Could you copy the listing below word for word, from its first line down to and including the line that contains "654V613L1282 600L1271 598L1255"?
§
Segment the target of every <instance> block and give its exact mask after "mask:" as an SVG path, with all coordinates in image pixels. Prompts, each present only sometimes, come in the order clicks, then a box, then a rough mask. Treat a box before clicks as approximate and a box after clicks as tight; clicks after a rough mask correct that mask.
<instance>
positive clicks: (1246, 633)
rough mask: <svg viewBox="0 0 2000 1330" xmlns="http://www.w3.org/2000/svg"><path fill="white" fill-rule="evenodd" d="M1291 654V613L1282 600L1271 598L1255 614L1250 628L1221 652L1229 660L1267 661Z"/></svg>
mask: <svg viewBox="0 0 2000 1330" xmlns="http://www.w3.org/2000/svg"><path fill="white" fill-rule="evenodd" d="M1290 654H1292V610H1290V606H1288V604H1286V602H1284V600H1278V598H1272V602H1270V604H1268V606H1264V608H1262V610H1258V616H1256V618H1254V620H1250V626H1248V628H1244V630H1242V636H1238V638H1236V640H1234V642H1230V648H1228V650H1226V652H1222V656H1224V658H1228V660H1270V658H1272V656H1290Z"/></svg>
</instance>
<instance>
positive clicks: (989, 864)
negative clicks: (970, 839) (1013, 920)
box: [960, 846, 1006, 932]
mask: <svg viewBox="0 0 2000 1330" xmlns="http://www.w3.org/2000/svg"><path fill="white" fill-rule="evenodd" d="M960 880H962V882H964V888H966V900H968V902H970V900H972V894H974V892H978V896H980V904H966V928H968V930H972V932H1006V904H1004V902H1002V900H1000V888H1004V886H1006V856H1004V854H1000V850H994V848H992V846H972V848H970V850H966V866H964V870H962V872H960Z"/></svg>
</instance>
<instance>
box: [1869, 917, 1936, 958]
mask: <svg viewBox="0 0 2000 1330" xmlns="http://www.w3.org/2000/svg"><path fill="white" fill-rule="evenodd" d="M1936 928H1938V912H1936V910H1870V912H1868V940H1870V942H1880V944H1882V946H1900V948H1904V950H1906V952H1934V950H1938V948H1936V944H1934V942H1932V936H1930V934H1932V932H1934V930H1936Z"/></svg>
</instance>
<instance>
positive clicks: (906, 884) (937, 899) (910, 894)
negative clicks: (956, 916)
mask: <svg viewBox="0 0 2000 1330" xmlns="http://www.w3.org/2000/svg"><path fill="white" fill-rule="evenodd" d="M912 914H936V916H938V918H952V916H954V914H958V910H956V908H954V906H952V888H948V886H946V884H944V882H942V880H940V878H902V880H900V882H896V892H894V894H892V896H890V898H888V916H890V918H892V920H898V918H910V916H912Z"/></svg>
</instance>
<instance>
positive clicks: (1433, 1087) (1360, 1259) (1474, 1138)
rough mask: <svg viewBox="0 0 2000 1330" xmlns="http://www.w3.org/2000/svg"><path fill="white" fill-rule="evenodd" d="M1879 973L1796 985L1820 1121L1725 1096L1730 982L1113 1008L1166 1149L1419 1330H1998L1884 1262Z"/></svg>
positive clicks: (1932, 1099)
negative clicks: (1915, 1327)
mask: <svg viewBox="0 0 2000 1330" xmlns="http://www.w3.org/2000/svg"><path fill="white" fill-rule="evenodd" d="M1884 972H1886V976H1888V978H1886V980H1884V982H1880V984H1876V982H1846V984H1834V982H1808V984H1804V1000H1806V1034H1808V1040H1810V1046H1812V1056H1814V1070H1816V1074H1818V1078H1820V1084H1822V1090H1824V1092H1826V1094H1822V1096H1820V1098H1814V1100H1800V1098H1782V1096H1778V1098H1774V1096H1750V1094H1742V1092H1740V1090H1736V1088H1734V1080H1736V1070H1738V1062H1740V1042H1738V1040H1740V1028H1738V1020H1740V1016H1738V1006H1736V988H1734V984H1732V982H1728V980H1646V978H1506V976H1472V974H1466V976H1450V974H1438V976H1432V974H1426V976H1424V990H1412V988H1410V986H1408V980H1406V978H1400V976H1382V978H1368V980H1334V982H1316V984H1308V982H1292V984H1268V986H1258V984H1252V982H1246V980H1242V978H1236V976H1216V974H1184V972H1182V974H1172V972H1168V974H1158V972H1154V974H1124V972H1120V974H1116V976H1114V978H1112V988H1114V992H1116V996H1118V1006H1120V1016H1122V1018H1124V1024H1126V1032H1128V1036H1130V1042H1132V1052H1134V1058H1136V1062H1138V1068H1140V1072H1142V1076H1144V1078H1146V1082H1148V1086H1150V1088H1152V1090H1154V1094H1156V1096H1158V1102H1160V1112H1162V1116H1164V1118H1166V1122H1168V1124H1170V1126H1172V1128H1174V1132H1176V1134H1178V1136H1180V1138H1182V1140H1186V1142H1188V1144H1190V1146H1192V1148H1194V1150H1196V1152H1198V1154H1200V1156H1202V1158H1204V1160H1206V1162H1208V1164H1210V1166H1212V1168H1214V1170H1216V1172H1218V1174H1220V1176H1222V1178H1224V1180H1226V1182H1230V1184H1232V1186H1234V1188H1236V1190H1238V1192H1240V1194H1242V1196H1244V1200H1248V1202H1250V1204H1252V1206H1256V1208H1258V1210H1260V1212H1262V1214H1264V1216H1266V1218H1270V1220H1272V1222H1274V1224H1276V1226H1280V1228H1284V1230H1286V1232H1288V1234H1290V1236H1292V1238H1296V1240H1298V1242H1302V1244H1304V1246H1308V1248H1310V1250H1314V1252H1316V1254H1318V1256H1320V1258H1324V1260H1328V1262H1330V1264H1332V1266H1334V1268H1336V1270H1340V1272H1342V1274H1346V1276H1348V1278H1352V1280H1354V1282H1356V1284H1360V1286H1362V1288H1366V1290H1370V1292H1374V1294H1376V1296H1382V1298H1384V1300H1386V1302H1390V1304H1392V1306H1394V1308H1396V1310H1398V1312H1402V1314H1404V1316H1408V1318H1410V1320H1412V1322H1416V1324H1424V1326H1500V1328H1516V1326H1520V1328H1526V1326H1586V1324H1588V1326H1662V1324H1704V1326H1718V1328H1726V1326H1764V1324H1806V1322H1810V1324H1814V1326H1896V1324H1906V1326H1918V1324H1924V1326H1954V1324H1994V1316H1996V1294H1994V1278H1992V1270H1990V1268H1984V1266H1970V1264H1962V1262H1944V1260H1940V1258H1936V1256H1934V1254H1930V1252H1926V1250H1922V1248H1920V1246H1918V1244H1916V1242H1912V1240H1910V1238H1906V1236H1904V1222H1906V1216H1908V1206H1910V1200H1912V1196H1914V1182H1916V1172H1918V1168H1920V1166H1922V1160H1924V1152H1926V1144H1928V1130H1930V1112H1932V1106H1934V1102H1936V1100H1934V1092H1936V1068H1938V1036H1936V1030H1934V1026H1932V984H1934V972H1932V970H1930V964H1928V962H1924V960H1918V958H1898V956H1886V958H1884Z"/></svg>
§
## Task response
Segment the target of every <instance> block and give its exact mask after "mask:" as an SVG path, with all coordinates in image pixels. Prompts, each present only sometimes, come in the order clicks, then a box, then a rough mask. Treat a box before clicks as approximate and a box after clicks as tight; clicks after a rough mask correct that mask.
<instance>
positive clicks: (1246, 633)
rough mask: <svg viewBox="0 0 2000 1330" xmlns="http://www.w3.org/2000/svg"><path fill="white" fill-rule="evenodd" d="M1291 654V613L1282 600L1271 598L1255 614L1250 628L1221 652L1229 660L1267 661Z"/></svg>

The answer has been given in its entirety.